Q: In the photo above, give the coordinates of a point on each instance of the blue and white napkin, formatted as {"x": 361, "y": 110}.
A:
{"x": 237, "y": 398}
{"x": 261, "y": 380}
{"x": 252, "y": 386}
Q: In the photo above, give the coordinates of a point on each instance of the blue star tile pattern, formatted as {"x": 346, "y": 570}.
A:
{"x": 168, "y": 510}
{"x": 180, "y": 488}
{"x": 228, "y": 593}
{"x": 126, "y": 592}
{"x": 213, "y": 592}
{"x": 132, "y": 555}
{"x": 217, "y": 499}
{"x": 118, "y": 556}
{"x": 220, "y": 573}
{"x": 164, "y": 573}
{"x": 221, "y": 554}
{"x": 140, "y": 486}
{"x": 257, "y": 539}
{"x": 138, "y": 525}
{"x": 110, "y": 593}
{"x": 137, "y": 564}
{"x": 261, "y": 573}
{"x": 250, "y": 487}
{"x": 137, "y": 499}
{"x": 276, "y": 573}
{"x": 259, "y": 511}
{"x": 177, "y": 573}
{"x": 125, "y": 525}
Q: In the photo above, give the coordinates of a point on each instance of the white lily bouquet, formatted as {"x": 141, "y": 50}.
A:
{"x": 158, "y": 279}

___

[WHAT YOU HAVE TO DO] Copy down, without any changes, the stretch of the records from the line containing "of the white" through the end of the records.

[RESPONSE]
Q: In the photo above, give the coordinates of a point on each instance of the white lily bouquet, formatted as {"x": 141, "y": 50}.
A:
{"x": 158, "y": 279}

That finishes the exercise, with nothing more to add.